── Source material ──
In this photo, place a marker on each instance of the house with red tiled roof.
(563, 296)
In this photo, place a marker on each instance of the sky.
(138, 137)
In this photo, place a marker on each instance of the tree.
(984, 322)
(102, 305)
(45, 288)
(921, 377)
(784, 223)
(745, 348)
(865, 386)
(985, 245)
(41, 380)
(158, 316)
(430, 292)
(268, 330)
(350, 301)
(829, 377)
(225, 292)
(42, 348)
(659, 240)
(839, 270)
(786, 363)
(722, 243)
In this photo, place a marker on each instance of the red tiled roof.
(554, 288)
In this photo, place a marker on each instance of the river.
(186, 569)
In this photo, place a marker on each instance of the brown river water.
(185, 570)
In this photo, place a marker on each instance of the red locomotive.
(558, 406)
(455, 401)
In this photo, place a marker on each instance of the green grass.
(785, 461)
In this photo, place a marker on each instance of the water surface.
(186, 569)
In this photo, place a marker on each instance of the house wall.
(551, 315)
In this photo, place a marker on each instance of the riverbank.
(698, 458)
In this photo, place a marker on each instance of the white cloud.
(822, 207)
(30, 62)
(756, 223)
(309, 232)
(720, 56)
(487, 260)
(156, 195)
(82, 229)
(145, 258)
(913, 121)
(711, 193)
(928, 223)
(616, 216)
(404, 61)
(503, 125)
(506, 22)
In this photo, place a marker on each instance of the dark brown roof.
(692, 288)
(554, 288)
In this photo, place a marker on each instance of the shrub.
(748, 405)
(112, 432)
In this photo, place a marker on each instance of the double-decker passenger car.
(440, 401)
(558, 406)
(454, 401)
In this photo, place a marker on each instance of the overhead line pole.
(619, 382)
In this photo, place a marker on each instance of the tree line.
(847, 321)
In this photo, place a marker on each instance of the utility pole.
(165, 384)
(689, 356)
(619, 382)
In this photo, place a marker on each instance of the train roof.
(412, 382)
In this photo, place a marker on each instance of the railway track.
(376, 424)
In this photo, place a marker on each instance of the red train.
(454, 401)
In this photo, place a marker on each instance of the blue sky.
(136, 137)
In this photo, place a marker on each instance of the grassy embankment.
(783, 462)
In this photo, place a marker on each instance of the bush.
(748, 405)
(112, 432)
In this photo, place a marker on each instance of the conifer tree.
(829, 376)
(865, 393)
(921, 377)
───
── Source material ──
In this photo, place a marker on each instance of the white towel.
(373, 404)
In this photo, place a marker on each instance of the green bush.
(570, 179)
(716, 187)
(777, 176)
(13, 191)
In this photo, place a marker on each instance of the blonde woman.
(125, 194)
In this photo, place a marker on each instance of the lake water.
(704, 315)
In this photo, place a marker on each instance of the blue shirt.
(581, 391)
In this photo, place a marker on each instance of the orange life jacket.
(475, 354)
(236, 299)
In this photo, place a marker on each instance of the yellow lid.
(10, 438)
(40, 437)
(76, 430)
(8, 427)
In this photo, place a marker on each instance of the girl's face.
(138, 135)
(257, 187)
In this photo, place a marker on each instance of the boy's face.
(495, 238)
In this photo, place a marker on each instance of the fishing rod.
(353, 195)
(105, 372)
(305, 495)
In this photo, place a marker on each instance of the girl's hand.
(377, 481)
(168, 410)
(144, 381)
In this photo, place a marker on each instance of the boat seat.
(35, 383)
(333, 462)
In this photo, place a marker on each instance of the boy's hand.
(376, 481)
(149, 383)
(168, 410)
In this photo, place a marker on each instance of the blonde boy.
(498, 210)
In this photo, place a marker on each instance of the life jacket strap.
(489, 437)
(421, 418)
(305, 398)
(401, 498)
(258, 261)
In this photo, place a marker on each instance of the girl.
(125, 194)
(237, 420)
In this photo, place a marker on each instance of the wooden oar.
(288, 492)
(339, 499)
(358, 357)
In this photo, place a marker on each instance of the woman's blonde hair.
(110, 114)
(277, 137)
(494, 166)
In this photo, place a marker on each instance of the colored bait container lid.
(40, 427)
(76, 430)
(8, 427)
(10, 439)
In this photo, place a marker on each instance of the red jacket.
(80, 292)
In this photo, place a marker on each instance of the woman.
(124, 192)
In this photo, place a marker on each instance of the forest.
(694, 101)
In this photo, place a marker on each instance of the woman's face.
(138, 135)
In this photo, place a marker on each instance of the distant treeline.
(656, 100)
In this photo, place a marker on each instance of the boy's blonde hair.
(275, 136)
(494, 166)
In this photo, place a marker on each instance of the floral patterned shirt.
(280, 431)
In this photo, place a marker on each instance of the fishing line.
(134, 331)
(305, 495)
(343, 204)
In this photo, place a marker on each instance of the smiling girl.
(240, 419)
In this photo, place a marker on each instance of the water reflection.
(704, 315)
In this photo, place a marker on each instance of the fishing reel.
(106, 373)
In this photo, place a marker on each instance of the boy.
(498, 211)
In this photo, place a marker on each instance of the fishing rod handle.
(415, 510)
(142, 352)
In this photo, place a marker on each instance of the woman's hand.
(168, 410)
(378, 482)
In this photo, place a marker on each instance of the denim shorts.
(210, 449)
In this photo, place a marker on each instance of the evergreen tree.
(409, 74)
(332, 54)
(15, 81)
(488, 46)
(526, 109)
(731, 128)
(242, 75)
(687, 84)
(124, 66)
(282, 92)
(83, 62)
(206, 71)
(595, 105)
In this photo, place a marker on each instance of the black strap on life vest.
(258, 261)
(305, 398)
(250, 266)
───
── Source material ──
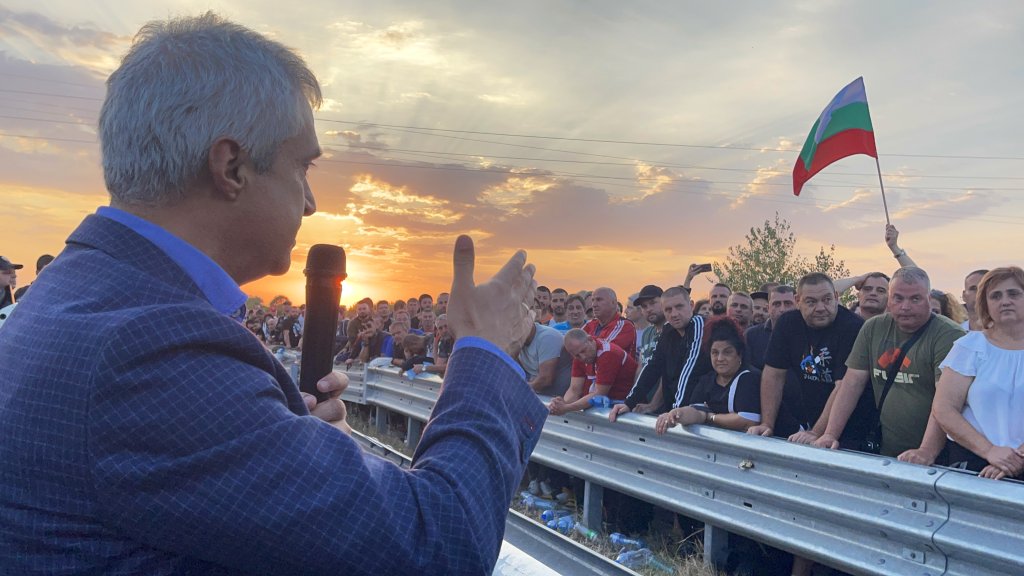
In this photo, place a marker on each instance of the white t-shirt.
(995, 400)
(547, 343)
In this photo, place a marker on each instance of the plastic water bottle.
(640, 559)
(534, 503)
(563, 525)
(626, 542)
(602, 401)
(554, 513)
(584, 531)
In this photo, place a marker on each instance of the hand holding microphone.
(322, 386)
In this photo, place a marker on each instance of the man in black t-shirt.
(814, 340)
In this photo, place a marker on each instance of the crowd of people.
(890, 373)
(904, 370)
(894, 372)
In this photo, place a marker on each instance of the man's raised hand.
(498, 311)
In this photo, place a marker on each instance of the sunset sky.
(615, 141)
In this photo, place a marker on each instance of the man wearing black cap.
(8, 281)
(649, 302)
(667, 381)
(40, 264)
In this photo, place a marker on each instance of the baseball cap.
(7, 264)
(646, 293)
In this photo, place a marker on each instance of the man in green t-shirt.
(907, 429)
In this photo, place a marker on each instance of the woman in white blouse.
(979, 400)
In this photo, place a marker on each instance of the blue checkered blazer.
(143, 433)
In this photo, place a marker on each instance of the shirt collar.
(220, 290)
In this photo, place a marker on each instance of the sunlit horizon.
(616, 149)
───
### Exercise task
Pick out every line in the data above that contains the string "train", treating uppercase and lowercase as different, and copy each one.

### Expected output
In this photo, place a marker on each instance of the train roof.
In this photo, place a marker on each instance of the red train.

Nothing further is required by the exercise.